## Start Material for this task

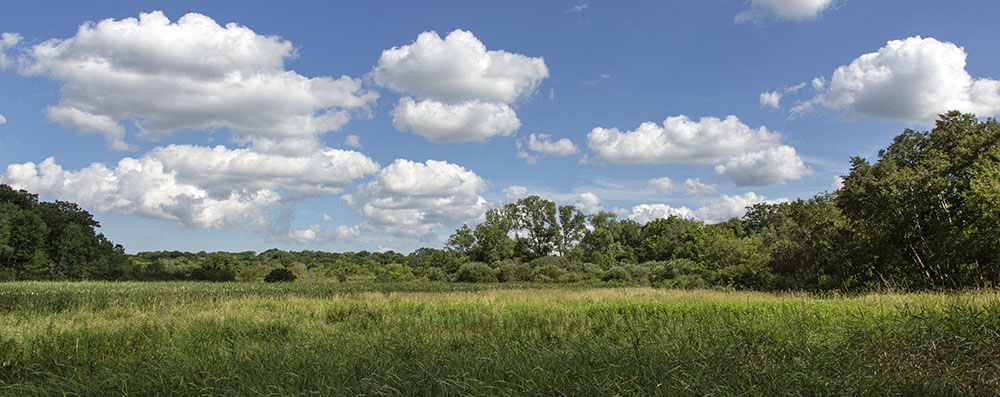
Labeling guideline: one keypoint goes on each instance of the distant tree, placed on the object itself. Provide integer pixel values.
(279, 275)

## End Material for this task
## Start Material for this task

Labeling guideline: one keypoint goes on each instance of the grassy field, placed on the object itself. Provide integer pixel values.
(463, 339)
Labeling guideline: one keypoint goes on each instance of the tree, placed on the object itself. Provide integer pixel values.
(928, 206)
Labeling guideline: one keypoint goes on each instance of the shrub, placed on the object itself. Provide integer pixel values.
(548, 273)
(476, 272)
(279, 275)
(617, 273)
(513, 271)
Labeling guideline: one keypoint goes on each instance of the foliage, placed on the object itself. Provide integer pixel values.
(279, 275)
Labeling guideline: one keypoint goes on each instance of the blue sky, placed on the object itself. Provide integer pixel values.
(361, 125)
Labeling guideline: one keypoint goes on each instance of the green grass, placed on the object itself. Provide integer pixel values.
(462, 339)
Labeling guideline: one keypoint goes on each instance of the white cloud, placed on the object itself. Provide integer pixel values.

## End Material for this task

■ What you have to do
Can you copy the stretch of the material from the line containing "of the green" through the line containing "of the white", character for character?

■ Result of this task
Labeling guideline: one keypoint goes on each instance of the green grass, placed on the object itself. Provide integer pixel values.
(462, 339)
Labeling guideline: one keypoint goes on each instance of the white cloud, placed on the object itself. Provide integer pixel values.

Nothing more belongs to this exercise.